Referring expression data:
○ ○ ○ ○ ○

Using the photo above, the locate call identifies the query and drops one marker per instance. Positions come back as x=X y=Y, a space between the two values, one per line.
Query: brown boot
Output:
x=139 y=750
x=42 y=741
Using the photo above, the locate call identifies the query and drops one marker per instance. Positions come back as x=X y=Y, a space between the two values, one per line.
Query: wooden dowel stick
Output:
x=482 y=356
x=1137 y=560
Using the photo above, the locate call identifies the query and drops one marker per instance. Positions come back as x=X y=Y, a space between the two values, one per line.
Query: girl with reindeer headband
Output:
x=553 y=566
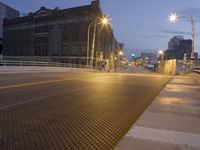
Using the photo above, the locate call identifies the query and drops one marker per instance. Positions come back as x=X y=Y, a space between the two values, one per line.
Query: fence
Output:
x=39 y=63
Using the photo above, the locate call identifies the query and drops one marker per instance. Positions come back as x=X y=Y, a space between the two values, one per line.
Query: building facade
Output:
x=60 y=35
x=5 y=12
x=149 y=58
x=180 y=49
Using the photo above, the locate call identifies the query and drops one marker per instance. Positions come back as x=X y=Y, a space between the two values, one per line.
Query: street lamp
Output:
x=173 y=18
x=161 y=53
x=120 y=53
x=104 y=21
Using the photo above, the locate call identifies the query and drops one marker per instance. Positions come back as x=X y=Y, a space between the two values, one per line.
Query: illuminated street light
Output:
x=120 y=53
x=161 y=53
x=104 y=21
x=172 y=18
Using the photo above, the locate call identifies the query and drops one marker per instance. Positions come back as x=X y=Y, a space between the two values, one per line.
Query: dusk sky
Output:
x=141 y=24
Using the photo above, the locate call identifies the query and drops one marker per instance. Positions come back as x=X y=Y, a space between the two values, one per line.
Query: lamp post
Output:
x=173 y=18
x=104 y=21
x=161 y=53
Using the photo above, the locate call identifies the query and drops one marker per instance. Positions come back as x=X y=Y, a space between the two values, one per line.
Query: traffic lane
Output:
x=28 y=93
x=91 y=118
x=20 y=78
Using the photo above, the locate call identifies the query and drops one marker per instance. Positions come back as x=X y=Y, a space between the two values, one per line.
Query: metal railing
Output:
x=196 y=69
x=40 y=63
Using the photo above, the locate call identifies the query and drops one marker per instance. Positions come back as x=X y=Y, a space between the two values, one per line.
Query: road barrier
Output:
x=39 y=63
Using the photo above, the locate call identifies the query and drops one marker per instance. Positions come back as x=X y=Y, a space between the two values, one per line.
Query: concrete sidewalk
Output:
x=30 y=69
x=171 y=122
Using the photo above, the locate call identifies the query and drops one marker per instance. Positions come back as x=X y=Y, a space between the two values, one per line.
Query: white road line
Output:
x=183 y=86
x=43 y=97
x=167 y=136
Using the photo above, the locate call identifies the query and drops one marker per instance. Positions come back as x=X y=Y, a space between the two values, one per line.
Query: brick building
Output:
x=60 y=35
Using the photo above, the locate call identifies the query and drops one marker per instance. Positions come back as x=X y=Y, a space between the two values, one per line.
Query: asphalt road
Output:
x=72 y=110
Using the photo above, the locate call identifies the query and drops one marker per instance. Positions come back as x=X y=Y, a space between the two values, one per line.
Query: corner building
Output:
x=60 y=35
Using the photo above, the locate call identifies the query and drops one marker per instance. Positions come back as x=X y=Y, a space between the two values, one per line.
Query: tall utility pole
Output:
x=173 y=18
x=93 y=45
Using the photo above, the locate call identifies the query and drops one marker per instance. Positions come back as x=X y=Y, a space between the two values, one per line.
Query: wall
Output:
x=167 y=67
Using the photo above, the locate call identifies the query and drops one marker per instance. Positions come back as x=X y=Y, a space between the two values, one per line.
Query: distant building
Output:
x=6 y=12
x=148 y=58
x=60 y=35
x=175 y=42
x=178 y=48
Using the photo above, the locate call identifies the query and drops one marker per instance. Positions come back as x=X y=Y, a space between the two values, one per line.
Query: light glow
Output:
x=172 y=18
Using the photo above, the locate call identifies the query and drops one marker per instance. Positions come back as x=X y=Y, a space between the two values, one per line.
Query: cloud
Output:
x=175 y=32
x=152 y=36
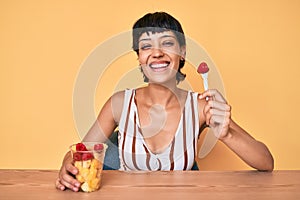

○ ○ ○ ○ ○

What to work on: Lines that contain "building" are the result; find them in the entries above and copy each one.

Response below:
Query: building facade
Query: brick building
Query: corner building
Query: distant building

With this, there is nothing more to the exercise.